Quoted text
'''
What is going on with student loans?

Anonymous
Anonymous wrote:
Anonymous wrote:You people don’t understand the CBO score. It doesn’t cost $400 Billion this year and won’t cost that much over 10 years either. It removes a $400 Billion accounting asset from the ledger, the amount of debt owed to the government that will be forgiven, but those loans would be repaid over a decade or more, not immediately, and a lot of them would be forgiven at least in part under current rules, but CBO has to assume that debts on the books will all be paid. The cost of loan forgiveness this year would be relatively minor to the economy and the federal budget because if the suspension is lifted everyone without total forgiveness will start paying again, even those with partial forgiveness.

Also CBO is only counting the revenue lost from loan payments, and not the economic activity of the borrowers spending that money elsewhere in the economy. When taxes are cut everyone accepts that the tax savings will be spent or invested elsewhere in the economy. The same is true for loan forgiveness. The money doesn’t disappear, it just doesn’t go to the government.
'''
Provided records
'''
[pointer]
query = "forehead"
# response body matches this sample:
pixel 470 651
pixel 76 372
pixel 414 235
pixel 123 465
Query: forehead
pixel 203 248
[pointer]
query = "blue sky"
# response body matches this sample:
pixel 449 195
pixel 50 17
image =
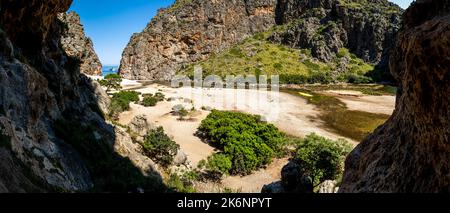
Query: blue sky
pixel 110 23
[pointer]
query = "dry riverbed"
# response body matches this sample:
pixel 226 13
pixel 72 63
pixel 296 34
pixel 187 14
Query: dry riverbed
pixel 292 114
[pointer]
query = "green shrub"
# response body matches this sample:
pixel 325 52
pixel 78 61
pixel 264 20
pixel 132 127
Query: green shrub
pixel 120 102
pixel 293 79
pixel 182 113
pixel 278 66
pixel 180 184
pixel 160 96
pixel 160 147
pixel 320 77
pixel 322 159
pixel 247 142
pixel 111 81
pixel 149 101
pixel 219 163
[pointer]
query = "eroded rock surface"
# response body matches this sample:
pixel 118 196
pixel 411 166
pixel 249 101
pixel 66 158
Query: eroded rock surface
pixel 366 27
pixel 77 45
pixel 192 30
pixel 53 137
pixel 411 152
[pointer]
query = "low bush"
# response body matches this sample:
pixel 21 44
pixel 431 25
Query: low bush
pixel 218 163
pixel 246 141
pixel 321 158
pixel 149 101
pixel 180 184
pixel 111 81
pixel 120 102
pixel 160 147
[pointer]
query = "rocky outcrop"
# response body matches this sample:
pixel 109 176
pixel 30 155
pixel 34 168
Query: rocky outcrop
pixel 52 133
pixel 366 27
pixel 411 152
pixel 192 30
pixel 77 45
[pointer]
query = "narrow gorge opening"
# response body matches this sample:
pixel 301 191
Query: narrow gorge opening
pixel 294 87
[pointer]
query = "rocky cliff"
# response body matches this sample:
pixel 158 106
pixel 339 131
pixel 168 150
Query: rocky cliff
pixel 411 152
pixel 366 27
pixel 53 136
pixel 192 30
pixel 77 45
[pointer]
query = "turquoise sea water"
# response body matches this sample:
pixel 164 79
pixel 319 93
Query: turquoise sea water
pixel 106 70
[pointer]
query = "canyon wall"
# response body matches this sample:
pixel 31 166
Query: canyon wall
pixel 366 27
pixel 192 30
pixel 411 152
pixel 77 45
pixel 53 136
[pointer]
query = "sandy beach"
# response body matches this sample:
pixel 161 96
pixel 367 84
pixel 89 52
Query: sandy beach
pixel 291 114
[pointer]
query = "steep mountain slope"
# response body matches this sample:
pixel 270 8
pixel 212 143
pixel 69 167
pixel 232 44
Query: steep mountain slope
pixel 366 28
pixel 410 152
pixel 77 45
pixel 192 30
pixel 52 133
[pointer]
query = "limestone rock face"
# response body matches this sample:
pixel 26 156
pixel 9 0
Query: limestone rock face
pixel 77 45
pixel 411 152
pixel 52 133
pixel 366 27
pixel 190 31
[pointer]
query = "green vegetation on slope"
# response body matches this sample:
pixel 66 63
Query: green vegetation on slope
pixel 369 5
pixel 258 56
pixel 246 142
pixel 109 171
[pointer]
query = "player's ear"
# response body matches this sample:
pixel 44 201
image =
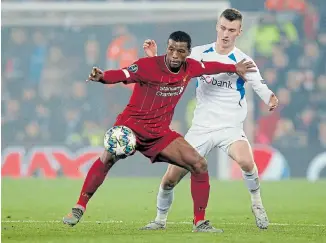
'''
Tasks and exercises
A) Based on the student loan post, decide whether each statement agrees with it, answering yes or no and quoting the words that settle it: (i) CBO must assume that debts on the books will all be paid; (ii) loan forgiveness costs $400 billion this year; (iii) CBO counts the economic activity of borrowers spending that money elsewhere.
B) Rewrite the student loan post starting at "What is going" and ending at "with partial forgiveness.", with "CBO" changed to "Congressional Budget Office".
C) Write the next part of the student loan post, picking up after its final sentence.
These rows were taken from a separate source.

The answers
A)
(i) Yes: "CBO has to assume that debts on the books will all be paid"
(ii) No: "It doesn’t cost $400 Billion this year"
(iii) No: "CBO is only counting the revenue lost from loan payments, and not the economic activity of the borrowers spending that money elsewhere in the economy"

B)
What is going on with student loans?

Anonymous
Anonymous wrote:
Anonymous wrote:You people don’t understand the Congressional Budget Office score. It doesn’t cost $400 Billion this year and won’t cost that much over 10 years either. It removes a $400 Billion accounting asset from the ledger, the amount of debt owed to the government that will be forgiven, but those loans would be repaid over a decade or more, not immediately, and a lot of them would be forgiven at least in part under current rules, but Congressional Budget Office has to assume that debts on the books will all be paid. The cost of loan forgiveness this year would be relatively minor to the economy and the federal budget because if the suspension is lifted everyone without total forgiveness will start paying again, even those with partial forgiveness.

C)
"You people" do understand what's going on...but thanks.


It doesn’t “spend” $400 billion, which is what you all are saying.
Anonymous
Anonymous wrote:In addition, this is the costliest EO ever.




President Joe Biden’s plan for student debt cancellation will cost the federal government about $400 billion over the next 30 years, according to new estimates from the Congressional Budget Office.

The figures were released Monday in response to a request from Republican lawmakers who oppose Biden’s plan in large part because of its costs. They were quick to cite the estimates as evidence that the plan will “bury” taxpayers, passing along the costs to huge numbers of Americans who never went to college.

The Biden administration previously estimated the plan would cost about $24 billion a year over the next 10 years — about $240 billion for the decade — while other estimates put the total cost at $500 billion or more over the decade.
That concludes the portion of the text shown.